> _ЗАДАНИЕ A_:
Ответь по отрывку воспоминаний на три вопроса:
(i) Кем был Мурат в детской игре в трех мушкетеров?
(ii) Куда и к кому мама отправила Мурата летом 1935 года?
(iii) Где в то лето находился отец?

> _ОТРЫВОК ТЕКСТА_:
---*---

Сижу у окна, читаю книжки. Идет дождь. Приятно сидеть в тепле (топят печь), смотреть, как стекают струйки дождевые по окну, и ждать погоды.
Наконец распогодилось, и мы вместе с соседними ребятами погружены в игру, да какую — в трех мушкетеров. Когда я теперь проезжаю мимо Краскова и Малаховки, вижу соединяющую их зеленую долину, сразу вспоминаю нашу детскую игру. Я, конечно, миледи, Мурат — д’Артаньян. Почему-то меня особенно интересует опасная интриганка и шпионка миледи. Но до чего же наивны наши забавы и до чего же мы глупы! Читать читаем, а не соображаем, почему же в книжке стоят какие-то непонятные сокращения «г-жа», «г-н», по глупости обращаемся с большой важностью друг к другу — г-жа Бонасье, г-н д’Артаньян. А все хвастаемся, что в «Войне и мире» я выискиваю детские сцены с Наташей Ростовой, а брат — военные, и читаем с замиранием сердца. К счастью, в изданиях Толстого печатают полностью «госпожа» и «господин», но мы как-то не соотносим это с мушкетерскими сокращениями. Совершенно также, хохоча над Козьмой Прутковым: «Когда в толпе ты встретишь человека, который наг…», мы никак не могли понять, почему Прутков числится чиновником по какой-то Пробирной Палате. Что же они там делают, опыты что ли химические производят с пробирками? Или, читая друг другу Лермонтова «Воздушный корабль» наизусть, тоже не очень соображали, какие это такие на воздушном корабле «флюгера не шумят» (у нас это какие-то «флюгеране»), а смотреть в книжку лень. И это в восемь лет — школьница первого класса. Нехорошо.
Запомнились мне особенно каникулы 1935 года, когда я, тринадцатилетняя, еду в Болшево. Опять без родителей. Этим летом мама отправила Мурата во Владикавказ к дедушке Петру Хрисанфовичу Семенову, меня в Болшево, младших оставила в Москве при себе. Отец — в Мацесте и Кисловодске.

---*---

> _МАТЕРИАЛЫ УПРАЖНЕНИЯ_:
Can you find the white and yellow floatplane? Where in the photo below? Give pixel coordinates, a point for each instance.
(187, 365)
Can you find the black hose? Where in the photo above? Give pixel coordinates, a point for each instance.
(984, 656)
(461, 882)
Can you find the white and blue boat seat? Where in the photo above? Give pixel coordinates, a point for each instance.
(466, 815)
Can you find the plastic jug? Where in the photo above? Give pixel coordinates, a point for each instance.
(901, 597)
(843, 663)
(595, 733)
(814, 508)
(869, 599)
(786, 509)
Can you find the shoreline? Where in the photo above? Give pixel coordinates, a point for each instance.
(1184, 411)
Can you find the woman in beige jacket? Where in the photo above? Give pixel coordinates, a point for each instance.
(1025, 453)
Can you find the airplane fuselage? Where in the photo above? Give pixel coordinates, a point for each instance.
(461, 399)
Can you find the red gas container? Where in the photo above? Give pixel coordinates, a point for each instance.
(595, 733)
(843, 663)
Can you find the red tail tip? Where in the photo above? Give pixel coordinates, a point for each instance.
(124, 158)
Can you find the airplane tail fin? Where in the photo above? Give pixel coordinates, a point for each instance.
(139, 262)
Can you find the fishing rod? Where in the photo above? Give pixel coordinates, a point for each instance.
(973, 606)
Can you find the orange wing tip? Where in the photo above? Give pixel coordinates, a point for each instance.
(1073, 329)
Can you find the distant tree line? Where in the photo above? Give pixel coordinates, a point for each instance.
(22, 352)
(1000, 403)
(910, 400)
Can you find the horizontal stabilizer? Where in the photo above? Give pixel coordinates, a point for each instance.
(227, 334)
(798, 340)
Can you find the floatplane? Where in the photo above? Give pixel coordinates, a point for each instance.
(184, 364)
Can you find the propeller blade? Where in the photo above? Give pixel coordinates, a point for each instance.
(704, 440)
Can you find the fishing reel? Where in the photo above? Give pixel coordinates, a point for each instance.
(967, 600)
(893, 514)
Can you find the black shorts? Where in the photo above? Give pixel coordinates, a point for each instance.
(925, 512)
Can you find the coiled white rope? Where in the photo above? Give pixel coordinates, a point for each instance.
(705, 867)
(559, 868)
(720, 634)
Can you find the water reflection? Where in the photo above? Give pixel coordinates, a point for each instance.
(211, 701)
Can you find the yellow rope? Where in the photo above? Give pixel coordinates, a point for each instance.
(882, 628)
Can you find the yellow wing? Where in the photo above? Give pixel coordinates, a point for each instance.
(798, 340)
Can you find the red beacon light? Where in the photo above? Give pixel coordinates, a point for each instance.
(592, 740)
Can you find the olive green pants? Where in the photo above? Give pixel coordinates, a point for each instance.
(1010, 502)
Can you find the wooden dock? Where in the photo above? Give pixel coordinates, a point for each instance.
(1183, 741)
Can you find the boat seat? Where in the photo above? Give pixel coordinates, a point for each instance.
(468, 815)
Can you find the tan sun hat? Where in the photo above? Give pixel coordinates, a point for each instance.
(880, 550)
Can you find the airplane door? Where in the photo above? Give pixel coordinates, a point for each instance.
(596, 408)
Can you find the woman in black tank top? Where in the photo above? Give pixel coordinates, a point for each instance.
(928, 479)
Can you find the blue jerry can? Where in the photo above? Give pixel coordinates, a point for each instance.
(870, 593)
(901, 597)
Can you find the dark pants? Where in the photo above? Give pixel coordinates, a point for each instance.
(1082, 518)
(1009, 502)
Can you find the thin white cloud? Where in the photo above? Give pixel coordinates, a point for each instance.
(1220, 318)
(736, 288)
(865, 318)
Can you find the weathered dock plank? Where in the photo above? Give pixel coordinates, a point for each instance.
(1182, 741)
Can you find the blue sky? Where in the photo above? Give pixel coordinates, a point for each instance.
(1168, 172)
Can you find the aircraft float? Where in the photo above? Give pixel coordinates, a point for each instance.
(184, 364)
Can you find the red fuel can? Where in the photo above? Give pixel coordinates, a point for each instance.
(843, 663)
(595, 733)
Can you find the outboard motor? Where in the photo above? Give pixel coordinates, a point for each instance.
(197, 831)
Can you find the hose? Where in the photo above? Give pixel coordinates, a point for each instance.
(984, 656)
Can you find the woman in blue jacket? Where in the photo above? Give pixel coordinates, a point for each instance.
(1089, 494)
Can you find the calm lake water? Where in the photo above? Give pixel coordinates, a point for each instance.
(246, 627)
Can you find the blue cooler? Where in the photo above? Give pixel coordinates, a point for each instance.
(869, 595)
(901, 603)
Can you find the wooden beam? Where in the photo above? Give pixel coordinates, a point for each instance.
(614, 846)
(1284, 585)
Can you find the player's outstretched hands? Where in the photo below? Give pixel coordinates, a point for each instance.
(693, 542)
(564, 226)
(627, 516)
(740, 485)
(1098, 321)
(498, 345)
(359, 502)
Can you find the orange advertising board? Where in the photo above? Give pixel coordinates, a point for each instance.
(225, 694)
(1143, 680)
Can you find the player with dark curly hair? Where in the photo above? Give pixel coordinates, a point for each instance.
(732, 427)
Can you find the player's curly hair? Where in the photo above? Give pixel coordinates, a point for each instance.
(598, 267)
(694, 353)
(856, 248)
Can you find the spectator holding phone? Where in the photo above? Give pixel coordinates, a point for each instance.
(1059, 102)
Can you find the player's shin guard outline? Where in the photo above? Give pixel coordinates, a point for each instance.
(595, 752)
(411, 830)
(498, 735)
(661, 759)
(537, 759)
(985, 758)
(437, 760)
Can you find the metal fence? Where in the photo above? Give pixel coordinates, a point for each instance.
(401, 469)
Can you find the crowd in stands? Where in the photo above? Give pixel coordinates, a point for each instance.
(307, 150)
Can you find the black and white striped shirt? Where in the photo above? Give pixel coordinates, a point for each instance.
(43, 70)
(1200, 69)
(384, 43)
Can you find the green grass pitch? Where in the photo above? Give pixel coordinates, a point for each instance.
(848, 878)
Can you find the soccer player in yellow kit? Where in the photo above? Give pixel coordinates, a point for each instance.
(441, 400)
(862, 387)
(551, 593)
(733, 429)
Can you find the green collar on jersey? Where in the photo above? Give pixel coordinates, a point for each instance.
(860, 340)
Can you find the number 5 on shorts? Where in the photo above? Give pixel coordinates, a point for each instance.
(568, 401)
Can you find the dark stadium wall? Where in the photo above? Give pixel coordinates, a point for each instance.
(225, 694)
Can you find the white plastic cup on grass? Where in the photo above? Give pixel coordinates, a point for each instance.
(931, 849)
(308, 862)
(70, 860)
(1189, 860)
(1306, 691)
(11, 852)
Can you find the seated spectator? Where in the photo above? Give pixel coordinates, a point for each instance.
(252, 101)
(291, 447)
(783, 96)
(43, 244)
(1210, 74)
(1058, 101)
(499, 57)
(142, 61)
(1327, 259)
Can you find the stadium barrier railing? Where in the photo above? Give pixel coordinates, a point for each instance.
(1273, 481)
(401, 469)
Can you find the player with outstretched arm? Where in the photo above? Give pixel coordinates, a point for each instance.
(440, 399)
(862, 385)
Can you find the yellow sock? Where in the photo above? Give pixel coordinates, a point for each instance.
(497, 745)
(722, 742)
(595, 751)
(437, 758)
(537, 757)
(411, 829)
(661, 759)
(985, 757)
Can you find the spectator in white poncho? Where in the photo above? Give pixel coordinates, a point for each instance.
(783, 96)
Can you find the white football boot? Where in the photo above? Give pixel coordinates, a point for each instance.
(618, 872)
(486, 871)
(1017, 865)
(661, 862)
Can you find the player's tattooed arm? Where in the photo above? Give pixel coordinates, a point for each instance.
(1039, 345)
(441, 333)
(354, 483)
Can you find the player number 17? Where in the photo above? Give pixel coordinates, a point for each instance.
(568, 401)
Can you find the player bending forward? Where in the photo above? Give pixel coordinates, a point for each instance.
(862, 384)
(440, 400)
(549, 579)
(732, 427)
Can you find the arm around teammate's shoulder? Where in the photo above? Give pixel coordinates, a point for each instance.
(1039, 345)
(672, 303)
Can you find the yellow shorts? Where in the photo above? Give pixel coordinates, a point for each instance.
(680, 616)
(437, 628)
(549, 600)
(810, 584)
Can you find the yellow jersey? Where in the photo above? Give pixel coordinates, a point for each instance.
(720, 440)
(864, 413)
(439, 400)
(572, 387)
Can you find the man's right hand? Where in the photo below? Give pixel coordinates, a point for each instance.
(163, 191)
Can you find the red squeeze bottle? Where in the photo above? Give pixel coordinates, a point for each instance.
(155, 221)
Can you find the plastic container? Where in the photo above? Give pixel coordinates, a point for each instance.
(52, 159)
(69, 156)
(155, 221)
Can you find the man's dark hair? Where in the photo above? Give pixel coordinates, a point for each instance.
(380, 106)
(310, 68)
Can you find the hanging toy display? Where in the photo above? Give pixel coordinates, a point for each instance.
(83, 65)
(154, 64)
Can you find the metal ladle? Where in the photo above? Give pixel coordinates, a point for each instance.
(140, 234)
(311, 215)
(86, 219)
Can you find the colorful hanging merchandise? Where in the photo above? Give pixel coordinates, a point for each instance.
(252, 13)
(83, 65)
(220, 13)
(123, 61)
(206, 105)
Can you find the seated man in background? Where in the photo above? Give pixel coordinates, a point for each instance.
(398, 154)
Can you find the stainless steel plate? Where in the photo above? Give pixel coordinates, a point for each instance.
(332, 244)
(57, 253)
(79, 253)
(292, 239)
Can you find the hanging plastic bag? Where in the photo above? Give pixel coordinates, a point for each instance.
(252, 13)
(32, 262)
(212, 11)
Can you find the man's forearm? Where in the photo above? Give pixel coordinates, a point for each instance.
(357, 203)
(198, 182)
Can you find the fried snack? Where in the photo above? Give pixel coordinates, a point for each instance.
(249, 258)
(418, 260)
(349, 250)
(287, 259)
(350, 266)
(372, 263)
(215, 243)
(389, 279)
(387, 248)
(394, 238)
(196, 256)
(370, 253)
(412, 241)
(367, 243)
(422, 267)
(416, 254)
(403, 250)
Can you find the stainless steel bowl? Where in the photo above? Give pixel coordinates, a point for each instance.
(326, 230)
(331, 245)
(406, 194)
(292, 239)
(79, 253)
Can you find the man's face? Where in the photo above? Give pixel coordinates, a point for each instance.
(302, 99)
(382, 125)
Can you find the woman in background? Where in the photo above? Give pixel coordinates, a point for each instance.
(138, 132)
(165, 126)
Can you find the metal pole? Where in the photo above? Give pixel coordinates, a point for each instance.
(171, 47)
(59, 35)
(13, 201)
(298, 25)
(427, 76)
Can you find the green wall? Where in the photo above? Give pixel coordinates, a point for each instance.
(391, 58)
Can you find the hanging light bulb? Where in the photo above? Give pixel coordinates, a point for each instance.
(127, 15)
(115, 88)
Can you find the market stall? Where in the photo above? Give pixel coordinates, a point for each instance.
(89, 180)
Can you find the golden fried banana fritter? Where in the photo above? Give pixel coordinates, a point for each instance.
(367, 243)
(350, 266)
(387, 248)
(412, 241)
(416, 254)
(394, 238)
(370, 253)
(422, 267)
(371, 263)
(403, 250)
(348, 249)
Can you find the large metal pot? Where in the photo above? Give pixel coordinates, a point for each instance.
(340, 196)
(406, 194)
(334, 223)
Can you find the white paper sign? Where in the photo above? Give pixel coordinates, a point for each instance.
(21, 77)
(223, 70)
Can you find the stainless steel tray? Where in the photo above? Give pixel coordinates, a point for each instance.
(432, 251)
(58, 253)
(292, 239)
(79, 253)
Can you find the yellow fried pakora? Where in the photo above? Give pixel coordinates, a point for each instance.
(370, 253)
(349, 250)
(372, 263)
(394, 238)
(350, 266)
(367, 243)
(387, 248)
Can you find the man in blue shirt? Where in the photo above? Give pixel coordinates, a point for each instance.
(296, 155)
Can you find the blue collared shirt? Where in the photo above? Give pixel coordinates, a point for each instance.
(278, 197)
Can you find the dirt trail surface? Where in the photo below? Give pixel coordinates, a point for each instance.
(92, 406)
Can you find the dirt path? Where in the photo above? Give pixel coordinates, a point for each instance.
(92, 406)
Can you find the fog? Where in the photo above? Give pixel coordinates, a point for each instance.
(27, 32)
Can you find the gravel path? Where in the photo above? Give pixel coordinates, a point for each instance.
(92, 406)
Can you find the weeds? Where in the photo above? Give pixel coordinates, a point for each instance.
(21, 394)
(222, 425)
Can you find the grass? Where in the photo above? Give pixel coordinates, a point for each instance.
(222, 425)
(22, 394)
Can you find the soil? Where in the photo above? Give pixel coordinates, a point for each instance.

---*---

> _ЗАДАНИЕ B_: Оформи отрезок записей от строки, содержащей «Can you find the golden», до конца записей включительно как таблицу Markdown со столбцами «Номер» и «Строка». Пустые строки пропусти.

> _ПОЛНЫЙ ОТВЕТ A_:
(i) Д’Артаньяном.
(ii) Во Владикавказ к дедушке Петру Хрисанфовичу Семенову.
(iii) В Мацесте и Кисловодске.

> _ПОЛНЫЙ ОТВЕТ B_:
| Номер | Строка |
|---|---|
| 1 | Can you find the golden fried banana fritter? Where in the photo above? Give pixel coordinates, a point for each instance. |
| 2 | (367, 243) |
| 3 | (350, 266) |
| 4 | (387, 248) |
| 5 | (412, 241) |
| 6 | (416, 254) |
| 7 | (394, 238) |
| 8 | (370, 253) |
| 9 | (422, 267) |
| 10 | (371, 263) |
| 11 | (403, 250) |
| 12 | (348, 249) |
| 13 | Can you find the large metal pot? Where in the photo above? Give pixel coordinates, a point for each instance. |
| 14 | (340, 196) |
| 15 | (406, 194) |
| 16 | (334, 223) |
| 17 | Can you find the white paper sign? Where in the photo above? Give pixel coordinates, a point for each instance. |
| 18 | (21, 77) |
| 19 | (223, 70) |
| 20 | Can you find the stainless steel tray? Where in the photo above? Give pixel coordinates, a point for each instance. |
| 21 | (432, 251) |
| 22 | (58, 253) |
| 23 | (292, 239) |
| 24 | (79, 253) |
| 25 | Can you find the yellow fried pakora? Where in the photo above? Give pixel coordinates, a point for each instance. |
| 26 | (370, 253) |
| 27 | (349, 250) |
| 28 | (372, 263) |
| 29 | (394, 238) |
| 30 | (350, 266) |
| 31 | (367, 243) |
| 32 | (387, 248) |
| 33 | Can you find the man in blue shirt? Where in the photo above? Give pixel coordinates, a point for each instance. |
| 34 | (296, 155) |
| 35 | Can you find the blue collared shirt? Where in the photo above? Give pixel coordinates, a point for each instance. |
| 36 | (278, 197) |
| 37 | Can you find the dirt trail surface? Where in the photo below? Give pixel coordinates, a point for each instance. |
| 38 | (92, 406) |
| 39 | Can you find the dirt path? Where in the photo above? Give pixel coordinates, a point for each instance. |
| 40 | (92, 406) |
| 41 | Can you find the fog? Where in the photo above? Give pixel coordinates, a point for each instance. |
| 42 | (27, 32) |
| 43 | Can you find the gravel path? Where in the photo above? Give pixel coordinates, a point for each instance. |
| 44 | (92, 406) |
| 45 | Can you find the weeds? Where in the photo above? Give pixel coordinates, a point for each instance. |
| 46 | (21, 394) |
| 47 | (222, 425) |
| 48 | Can you find the grass? Where in the photo above? Give pixel coordinates, a point for each instance. |
| 49 | (222, 425) |
| 50 | (22, 394) |
| 51 | Can you find the soil? Where in the photo above? Give pixel coordinates, a point for each instance. |